[Start of Data provided]
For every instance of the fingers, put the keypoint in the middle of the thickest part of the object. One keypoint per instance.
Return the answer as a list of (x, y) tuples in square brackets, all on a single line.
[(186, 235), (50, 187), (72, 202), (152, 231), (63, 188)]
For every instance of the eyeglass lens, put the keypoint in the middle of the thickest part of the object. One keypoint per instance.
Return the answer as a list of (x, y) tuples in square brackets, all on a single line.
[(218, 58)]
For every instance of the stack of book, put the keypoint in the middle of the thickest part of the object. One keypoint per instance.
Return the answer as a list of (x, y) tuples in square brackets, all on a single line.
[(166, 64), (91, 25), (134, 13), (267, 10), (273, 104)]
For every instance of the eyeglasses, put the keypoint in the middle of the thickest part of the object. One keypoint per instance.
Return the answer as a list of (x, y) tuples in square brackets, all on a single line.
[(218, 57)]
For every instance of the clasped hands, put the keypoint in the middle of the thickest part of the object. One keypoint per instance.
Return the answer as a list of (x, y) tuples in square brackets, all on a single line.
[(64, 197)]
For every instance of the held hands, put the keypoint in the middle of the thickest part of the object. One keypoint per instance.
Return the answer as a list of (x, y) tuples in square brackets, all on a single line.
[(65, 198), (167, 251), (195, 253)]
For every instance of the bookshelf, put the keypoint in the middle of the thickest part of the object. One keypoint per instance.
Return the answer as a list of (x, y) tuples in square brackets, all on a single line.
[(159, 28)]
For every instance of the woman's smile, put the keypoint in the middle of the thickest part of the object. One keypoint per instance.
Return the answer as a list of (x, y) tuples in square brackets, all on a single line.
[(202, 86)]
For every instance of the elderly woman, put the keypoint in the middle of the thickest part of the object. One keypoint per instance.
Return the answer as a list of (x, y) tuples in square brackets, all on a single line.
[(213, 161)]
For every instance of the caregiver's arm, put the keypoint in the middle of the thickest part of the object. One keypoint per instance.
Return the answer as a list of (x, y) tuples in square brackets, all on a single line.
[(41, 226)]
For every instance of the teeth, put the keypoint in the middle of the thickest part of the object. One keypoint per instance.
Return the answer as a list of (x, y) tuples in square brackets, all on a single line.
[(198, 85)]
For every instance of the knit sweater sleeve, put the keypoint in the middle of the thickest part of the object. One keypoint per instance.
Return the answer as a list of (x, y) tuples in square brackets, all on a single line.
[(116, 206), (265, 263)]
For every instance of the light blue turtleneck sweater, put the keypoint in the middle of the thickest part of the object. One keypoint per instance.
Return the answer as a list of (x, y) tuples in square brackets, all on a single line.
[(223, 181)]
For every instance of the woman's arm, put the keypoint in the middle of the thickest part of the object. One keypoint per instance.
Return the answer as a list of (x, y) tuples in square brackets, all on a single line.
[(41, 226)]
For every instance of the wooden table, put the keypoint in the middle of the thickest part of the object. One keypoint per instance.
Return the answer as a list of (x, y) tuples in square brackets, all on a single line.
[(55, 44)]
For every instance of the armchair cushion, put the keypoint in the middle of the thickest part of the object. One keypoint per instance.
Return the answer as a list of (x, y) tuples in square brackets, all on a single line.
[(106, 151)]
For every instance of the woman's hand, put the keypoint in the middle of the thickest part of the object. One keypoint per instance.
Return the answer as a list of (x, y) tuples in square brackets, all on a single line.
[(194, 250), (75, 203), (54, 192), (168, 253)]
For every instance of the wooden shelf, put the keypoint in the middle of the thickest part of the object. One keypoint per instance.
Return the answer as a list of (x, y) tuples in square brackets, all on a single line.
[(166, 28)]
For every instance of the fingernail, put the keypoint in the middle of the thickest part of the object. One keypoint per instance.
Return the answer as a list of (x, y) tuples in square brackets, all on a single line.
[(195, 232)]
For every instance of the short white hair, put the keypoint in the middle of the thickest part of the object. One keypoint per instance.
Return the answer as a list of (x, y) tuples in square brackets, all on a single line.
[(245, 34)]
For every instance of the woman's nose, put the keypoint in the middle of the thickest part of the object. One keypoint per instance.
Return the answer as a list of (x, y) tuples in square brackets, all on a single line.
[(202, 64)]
[End of Data provided]
• [Problem description]: Swap "keypoint" for "marker" everywhere in the listing above, and write out the whole listing again with nothing else changed.

• [Finished task]:
For every instance of the fingers, put the marker in the middle of the thickest part of the object. One marker per instance.
Return the answer as a list of (x, y) tuples in square brackets, all on a single line.
[(186, 235), (50, 187), (72, 202), (152, 231), (63, 188)]
For every instance of the eyeglass lens, put the marker in the middle of the thickest part of the object. One marker per instance.
Return the answer as a list of (x, y) tuples in square brackets, all on a single line.
[(218, 58)]
For every instance of the stack of book, put the marker in the middle of the thickest part of the object. One marker per instance.
Return the answer as a list of (x, y) tuples in square brackets, all on a single line.
[(166, 64), (91, 25), (134, 13), (267, 10), (273, 104)]
For every instance of the eyeglasses, put the marker in the middle of the thickest part of the object. One marker per instance.
Return the answer as a list of (x, y) tuples in square brackets, all on a single line.
[(218, 57)]
For every instance of the clasped hands, put the marker in the middle of the thickest part of the object. One marker per instance.
Return the answer as a list of (x, y) tuples in square brackets, all on a single line.
[(64, 197)]
For every instance of the held hands, put the marker in the middle of the thickest part of the object. One marker per instance.
Return the answer as a list of (x, y) tuples in square brackets, all on a single line.
[(65, 198), (167, 251), (195, 253)]
For every instance of the bookshelf, put the marker in the middle of the thickest part of the object. One marker per instance.
Return the answer as a list of (x, y) tuples in square brackets, all on a single line.
[(159, 28)]
For every instance of the woman's smile, put the marker in the middle of the thickest part of the object. One marker per instance.
Return the answer as a list of (x, y) tuples in square brackets, all on a single line.
[(202, 86)]
For every instance of the elderly woman, put the marker in the middle of the thickest part of the object. One marker per instance.
Return the answer as a list of (x, y) tuples in square brackets, all on a single line.
[(213, 161)]
For every instance of the caregiver's arm, put the marker in the middle of the thickest part of the object. One marker per instance.
Return the answer as a list of (x, y) tuples in square brackets, all on a single line.
[(41, 226)]
For every instance of the teeth, put the marker in the middle of the thickest part of the object. One marker per instance.
Return the answer as a list of (x, y) tuples in square brackets, all on a single line.
[(198, 85)]
For every instance of the knit sweater sleeve, put the marker in the middle of the thickest part of the object. One marker per instance.
Return the answer as a list of (x, y) tuples in square brackets, all on a single line.
[(116, 206), (265, 263)]
For every instance of the light blue turtleneck sweater, put the marker in the middle of the thickest part of the object. One marker per instance.
Return the answer as a list of (x, y) tuples in square brackets, all on a single line.
[(223, 181)]
For every instance of the woman's arm, put the marker in the middle of the thickest part of the object. One marker per instance.
Return the answer as a list of (x, y) tuples in square brackets, all on a single line.
[(41, 226)]
For every instance of the wooden table, put the marker in the middle of the thickest part of the object. One marker per instance.
Return the answer as a list of (x, y) tuples in square brackets, all on a single line.
[(55, 44)]
For every instance of the armchair cushion, put the marker in the middle of the thickest part of the object. One marker per instance.
Return the answer as a list of (x, y) tuples in square brackets, all on a single line.
[(106, 151)]
For every instance of the woman's hand, put the marker in the middle of the thickest part of the object. One marker per instance.
Return the answer as a list of (x, y) tuples in square brackets, all on a single line.
[(194, 250), (75, 203), (54, 192), (168, 253)]
For every instance of the wooden shelf, put the marker in the middle of the thickest part of the object. One marker per instance.
Return the answer as a list of (x, y) tuples in square brackets, all on a single line.
[(166, 28)]
For every instance of the fingernail, put the marker in the middle of the thickest part of the object. One marker per instance.
Return the answer as a list of (x, y) tuples in square brackets, all on a single line.
[(195, 232)]
For every instance of the short white hair, put the marker in the middle of the thickest part of the object. One marker per instance.
Return the answer as a list of (x, y) tuples in square brackets, all on a single line.
[(245, 34)]
For every instance of the woman's nose, put the marker in the middle of the thickest part of the object. One marker per instance.
Return the answer as a list of (x, y) tuples in square brackets, all on a single line.
[(202, 64)]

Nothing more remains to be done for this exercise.